Copy out the data below with each "every instance" changed to "each occurrence", keeping every other line and character as it is.
[RECORDED INFORMATION start]
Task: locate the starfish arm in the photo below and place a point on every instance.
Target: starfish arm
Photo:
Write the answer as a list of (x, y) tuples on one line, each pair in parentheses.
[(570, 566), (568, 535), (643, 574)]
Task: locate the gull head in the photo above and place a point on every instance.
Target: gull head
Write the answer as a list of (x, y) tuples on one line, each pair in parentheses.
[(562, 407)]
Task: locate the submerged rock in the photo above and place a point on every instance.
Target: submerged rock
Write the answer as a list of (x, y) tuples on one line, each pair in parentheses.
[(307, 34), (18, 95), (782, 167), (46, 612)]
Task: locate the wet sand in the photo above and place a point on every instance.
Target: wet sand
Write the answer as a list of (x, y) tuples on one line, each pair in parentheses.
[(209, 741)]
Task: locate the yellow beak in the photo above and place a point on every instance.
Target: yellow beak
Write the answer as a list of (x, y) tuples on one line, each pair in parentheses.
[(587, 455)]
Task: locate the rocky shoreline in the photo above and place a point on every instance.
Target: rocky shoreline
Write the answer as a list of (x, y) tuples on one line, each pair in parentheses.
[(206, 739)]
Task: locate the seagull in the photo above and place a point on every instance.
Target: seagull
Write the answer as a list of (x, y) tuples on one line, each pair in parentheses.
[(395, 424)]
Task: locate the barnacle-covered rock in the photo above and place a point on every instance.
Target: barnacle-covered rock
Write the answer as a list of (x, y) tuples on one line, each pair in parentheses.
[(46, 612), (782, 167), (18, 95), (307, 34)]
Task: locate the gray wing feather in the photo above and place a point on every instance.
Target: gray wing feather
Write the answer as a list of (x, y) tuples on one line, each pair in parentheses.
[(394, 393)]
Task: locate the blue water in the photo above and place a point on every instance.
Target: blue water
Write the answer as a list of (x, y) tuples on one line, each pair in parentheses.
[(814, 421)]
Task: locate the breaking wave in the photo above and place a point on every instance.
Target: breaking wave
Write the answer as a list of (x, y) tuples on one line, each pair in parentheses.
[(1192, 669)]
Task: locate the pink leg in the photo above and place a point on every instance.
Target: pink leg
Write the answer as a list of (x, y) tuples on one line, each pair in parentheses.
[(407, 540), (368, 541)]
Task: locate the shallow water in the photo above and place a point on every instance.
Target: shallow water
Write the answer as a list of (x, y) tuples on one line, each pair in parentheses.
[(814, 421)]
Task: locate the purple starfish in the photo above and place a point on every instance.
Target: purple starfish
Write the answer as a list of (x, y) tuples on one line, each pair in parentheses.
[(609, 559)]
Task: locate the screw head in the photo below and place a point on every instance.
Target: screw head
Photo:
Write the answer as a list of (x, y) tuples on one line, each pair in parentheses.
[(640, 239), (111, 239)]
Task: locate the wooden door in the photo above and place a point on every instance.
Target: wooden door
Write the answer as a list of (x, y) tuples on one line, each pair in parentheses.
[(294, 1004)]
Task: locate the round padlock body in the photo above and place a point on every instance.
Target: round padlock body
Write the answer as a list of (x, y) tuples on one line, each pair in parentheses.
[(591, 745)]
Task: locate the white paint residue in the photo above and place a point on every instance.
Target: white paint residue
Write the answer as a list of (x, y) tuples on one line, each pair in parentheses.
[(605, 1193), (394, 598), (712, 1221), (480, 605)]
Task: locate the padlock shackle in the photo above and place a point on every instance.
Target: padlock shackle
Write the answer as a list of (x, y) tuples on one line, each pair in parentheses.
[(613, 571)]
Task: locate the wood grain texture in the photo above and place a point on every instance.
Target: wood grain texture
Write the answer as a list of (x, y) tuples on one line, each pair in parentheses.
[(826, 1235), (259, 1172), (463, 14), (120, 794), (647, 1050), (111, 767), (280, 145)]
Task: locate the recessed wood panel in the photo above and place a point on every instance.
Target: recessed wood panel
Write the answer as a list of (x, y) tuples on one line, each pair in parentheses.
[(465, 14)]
[RECORDED INFORMATION end]
= THE COMPLETED TASK =
Task: locate the starfish arm in the photo below and place a point on each occurrence.
Target: starfish arm
Photo:
Write the answer as a list of (x, y) tuples on one line, each pair in parentheses.
[(570, 566), (568, 535), (643, 574)]
Task: locate the gull head in the photo above and place a point on each occurrence.
Target: gull head
Write the answer as a list of (x, y) tuples on one line, each pair in parentheses.
[(562, 407)]
Task: locate the submerged rock in the photo above and place a point on each occurrence.
Target: submerged rock
Write the answer as a list of (x, y) tuples on one line, each pair in parentheses.
[(307, 34), (18, 95), (782, 167), (46, 612)]
Task: locate the wet sand in the photo above and place a point on each occurrence.
Target: wet sand
Write the answer as a list of (x, y) tuples on one line, each pair in parentheses.
[(209, 741)]
Task: locate the yellow beak in the photo above and place a point on each occurrence.
Target: yellow beak
Write the answer as a list of (x, y) tuples on one line, each pair in parentheses.
[(587, 455)]
Task: locate the rocky shoreline in the photo above and place a point on each occurrence.
Target: rocky shoreline
Write the answer as a list of (x, y) tuples on one line, each pair in parentheses.
[(206, 739)]
Task: locate the seagull in the photo above and place a point on each occurrence.
Target: seagull
Write the answer as a list of (x, y) tuples on one line, each pair in parentheses.
[(395, 424)]
Task: locate the barnacle-covered rock in the photo above and place a point on each occurrence.
Target: barnacle-covered rock
Write the answer as a list of (x, y) tuples on one line, each pair in parentheses.
[(46, 612), (782, 167), (18, 95), (307, 34)]
Task: locate the gray wing feather in the photo above and place a point on each occurrence.
Target: gray wing feather
Write the answer as a list of (x, y) tuples on one line, each pair in parentheses.
[(394, 393)]
Task: locate the blue water in the photo above and place a point on each occurrence.
Target: blue water
Write the answer as a list of (x, y) tuples on one line, each pair in parentheses.
[(814, 421)]
Task: locate the breaking wave in the photo above and place a point on each occurrence.
Target: breaking wave
Write the answer as a list of (x, y) tuples on one line, each pair in parentheses.
[(1192, 669)]
Task: locate the pink leg in the photo above and place a point on each occurrence.
Target: pink leg
Write the answer as a list of (x, y) tuples on one line, each pair in parentheses.
[(407, 540), (368, 541)]
Task: locate the shallow water in the photo above and place a point on each occurrence.
Target: shallow water
Write the answer as a list of (x, y) tuples on one line, each pair in parentheses.
[(814, 421)]
Task: locate the purple starfish in the photo above and place a point on each occurrence.
Target: purple starfish
Write the answer as a list of (x, y) tuples on one line, each pair in parentheses.
[(609, 559)]
Task: locate the screw head in the photo below and place a point on each occurrence.
Target: screw head
Photo:
Write the answer as a list of (x, y) tuples on one line, each pair in parentheses.
[(640, 239), (111, 239)]
Task: locate the wooden door in the photo above and place a point on each occurrence.
Target: wooden door
Write the answer as a list of (x, y) tuples on one line, each pair in parentheses.
[(294, 1004)]
Task: locate the round padlock body in the photo above and place a point on each occurrence.
Target: round padlock body
Write the answer as a list of (x, y) tuples on one line, each pair in parentheses.
[(591, 745)]
Task: locate the white paint residue in the photo above and place a point on each occurrence.
Target: white paint residue
Write the answer as a list of (x, y) tuples on one line, each pair in parentheses.
[(605, 1193), (394, 598), (712, 1221), (480, 605)]
Task: locate the padlock shackle in the photo above and place a point on each occurrence.
Target: padlock shackle
Write the answer as a list of (x, y) tuples on one line, each pair in parentheses.
[(613, 571)]
Task: locate the wood grain texture in the photo above and place a point on each occurrence.
Target: wood grain texture
Write the answer as a list of (x, y) tuples on one line, each pair in parentheses.
[(826, 1235), (259, 1172), (463, 14), (120, 794), (647, 1050), (111, 767), (280, 145)]
Task: locate the recessed wood panel in the photo above and place a point on each occurrence.
Target: recessed wood panel
Write the answer as a list of (x, y) tuples on one line, each pair in parentheses.
[(465, 14)]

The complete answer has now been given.